:: WHAT TO PRODUCE ::
Read the data and repeat all of it exactly.

Start of Block

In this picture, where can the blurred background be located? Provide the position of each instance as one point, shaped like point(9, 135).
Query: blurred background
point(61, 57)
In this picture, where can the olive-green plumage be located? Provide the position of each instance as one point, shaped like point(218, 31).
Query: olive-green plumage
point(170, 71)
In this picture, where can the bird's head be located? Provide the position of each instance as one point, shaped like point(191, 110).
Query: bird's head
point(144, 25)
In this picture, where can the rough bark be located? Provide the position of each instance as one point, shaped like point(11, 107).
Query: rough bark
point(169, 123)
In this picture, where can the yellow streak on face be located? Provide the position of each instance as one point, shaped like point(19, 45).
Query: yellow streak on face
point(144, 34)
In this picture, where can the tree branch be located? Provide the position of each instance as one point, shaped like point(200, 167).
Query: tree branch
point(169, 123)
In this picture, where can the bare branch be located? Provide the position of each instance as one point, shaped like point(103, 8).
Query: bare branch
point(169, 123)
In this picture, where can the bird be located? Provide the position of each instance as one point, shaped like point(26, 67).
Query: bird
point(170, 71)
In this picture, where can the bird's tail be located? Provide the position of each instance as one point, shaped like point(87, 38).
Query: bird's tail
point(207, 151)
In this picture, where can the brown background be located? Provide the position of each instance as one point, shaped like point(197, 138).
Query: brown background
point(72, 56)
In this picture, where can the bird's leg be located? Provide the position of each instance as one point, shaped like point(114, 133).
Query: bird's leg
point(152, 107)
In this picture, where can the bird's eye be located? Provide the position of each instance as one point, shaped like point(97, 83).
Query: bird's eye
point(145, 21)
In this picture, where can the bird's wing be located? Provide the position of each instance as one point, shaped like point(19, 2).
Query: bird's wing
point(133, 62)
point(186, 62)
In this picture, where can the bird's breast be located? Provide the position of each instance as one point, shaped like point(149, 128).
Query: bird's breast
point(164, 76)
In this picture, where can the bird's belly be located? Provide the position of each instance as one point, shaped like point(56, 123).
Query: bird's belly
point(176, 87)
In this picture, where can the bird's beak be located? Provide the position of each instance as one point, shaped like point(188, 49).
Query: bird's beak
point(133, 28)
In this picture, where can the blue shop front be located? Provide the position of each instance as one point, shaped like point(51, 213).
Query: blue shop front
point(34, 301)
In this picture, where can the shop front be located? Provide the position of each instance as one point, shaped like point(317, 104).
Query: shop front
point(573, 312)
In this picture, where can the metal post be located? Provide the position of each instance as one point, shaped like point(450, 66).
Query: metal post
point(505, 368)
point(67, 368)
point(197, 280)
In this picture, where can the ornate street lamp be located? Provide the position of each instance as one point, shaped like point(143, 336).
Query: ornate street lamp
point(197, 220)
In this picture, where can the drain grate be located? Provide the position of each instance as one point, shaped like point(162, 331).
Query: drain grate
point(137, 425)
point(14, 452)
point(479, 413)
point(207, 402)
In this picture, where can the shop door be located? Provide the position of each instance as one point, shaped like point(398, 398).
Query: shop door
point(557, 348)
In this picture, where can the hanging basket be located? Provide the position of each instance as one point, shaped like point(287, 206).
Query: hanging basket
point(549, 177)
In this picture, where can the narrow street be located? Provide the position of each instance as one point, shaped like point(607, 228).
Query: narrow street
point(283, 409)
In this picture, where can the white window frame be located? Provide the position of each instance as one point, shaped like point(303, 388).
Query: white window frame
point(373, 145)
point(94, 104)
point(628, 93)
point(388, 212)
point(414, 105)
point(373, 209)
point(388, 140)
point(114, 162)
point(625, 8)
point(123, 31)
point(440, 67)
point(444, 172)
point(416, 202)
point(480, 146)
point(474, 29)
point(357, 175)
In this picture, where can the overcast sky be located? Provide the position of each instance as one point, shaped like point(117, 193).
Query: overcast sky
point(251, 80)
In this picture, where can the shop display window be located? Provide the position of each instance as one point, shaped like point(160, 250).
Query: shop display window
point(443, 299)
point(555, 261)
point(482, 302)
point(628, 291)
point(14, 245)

End of Block

:: TASK RESULT ::
In this picture, where can the blurred background be located? Provide the position of each instance as one point, shaped like point(9, 135).
Query: blurred background
point(61, 57)
In this picture, where can the olive-green plumage be located? Provide the position of each instance as one point, shaped like point(218, 31).
Query: olive-green plumage
point(170, 71)
In this picture, where can the bird's head be located? Provide the position of each instance as one point, shaped like point(191, 110).
Query: bird's head
point(144, 25)
In this picture, where can the rough bark be located? Provide the position of each instance as one point, shaped like point(11, 107).
Query: rough bark
point(169, 123)
In this picture, where can the yellow streak on face be located? Provide the position of each instance as one point, shaped like point(19, 45).
Query: yellow streak on face
point(144, 34)
In this picture, where can the tree branch be located? Provide the position of each instance as one point, shaped like point(200, 167).
Query: tree branch
point(169, 123)
In this picture, where can the bare branch be located? Provide the position of each instance as one point, shaped like point(103, 8).
Query: bare branch
point(169, 123)
In this picture, where can the bird be located? Provide the position of each instance as one point, shaped like point(26, 67).
Query: bird
point(170, 71)
In this picture, where can the bird's tail be located? Provide the position of each instance as one point, shaped like point(87, 38).
Query: bird's tail
point(207, 151)
In this picture, where can the brown background be located? Provide the position of each instance as one point, shaped like point(197, 138).
Query: brown background
point(72, 56)
In this picture, where can the bird's leg be located? Provide the position of each instance as one point, shaped like point(114, 133).
Query: bird's leg
point(152, 107)
In this picture, where can the bird's eye be located? Provide the position of each instance as one point, shaped like point(97, 83).
Query: bird's eye
point(145, 21)
In this picture, where can the bird's wing be located? Provide the position of each instance as one point, shaped like point(19, 2).
Query: bird's wing
point(133, 62)
point(186, 62)
In this picture, where can the bird's breast be located? Provide the position of each instance as one point, shaped like point(149, 128).
Query: bird's breast
point(164, 76)
In this picture, where can the bird's belly be located? Provide the position of each instance as one point, shaped like point(56, 123).
Query: bird's belly
point(176, 87)
In this picture, where can the bird's beak be located? Provide the position of each instance as one point, shaped like point(188, 49).
Query: bird's beak
point(133, 28)
In this picture, where can the blue shop front be located? Provide the position of each instance as one point, shaped like point(51, 213).
Query: blue shop front
point(34, 301)
In this picture, where can the shop front be located? Provide the position of each instance as one point, shaped like point(317, 104).
Query: shop front
point(573, 312)
In this picture, where can the metal post be located? Provide the position of each instance as one point, shaped like point(450, 66).
Query: metal post
point(505, 368)
point(67, 368)
point(197, 280)
In this picture, where can the ornate street lamp be located? Provide the position of each instance as one point, shaped like point(143, 336).
Query: ornate street lamp
point(197, 220)
In this picture, where can the drain grate be located? Provide the position of each instance as one point, shaped like point(162, 331).
Query: drain grate
point(137, 425)
point(14, 452)
point(479, 413)
point(207, 402)
In this picture, where can the shop door be located? Provide the position of each instance as one point, shaped like point(398, 398).
Query: shop door
point(557, 348)
In this picture, where can the hanging basket be located? Provide the position of each instance as one point, shaped like point(287, 206).
Query: hanging basket
point(549, 177)
In this picture, where can the narrow street be located? Provide the position of each instance as one point, shaped like point(607, 228).
Query: narrow street
point(283, 409)
In this picture, where can the white window frame be located? Provide the position of each instance as one point, shaped like point(303, 388).
Query: white window frame
point(373, 145)
point(94, 104)
point(628, 93)
point(388, 212)
point(414, 105)
point(373, 209)
point(388, 140)
point(114, 162)
point(625, 8)
point(123, 31)
point(440, 67)
point(444, 172)
point(416, 202)
point(480, 146)
point(474, 29)
point(357, 175)
In this picture, where can the overcast sky be located? Provide the position of each instance as one point, shaped like point(117, 193).
Query: overcast sky
point(251, 80)
In this picture, where can the shop display window be located? Provide the position of each instance as one point, shaped like point(160, 250).
Query: shop display window
point(443, 299)
point(555, 261)
point(482, 302)
point(628, 291)
point(14, 245)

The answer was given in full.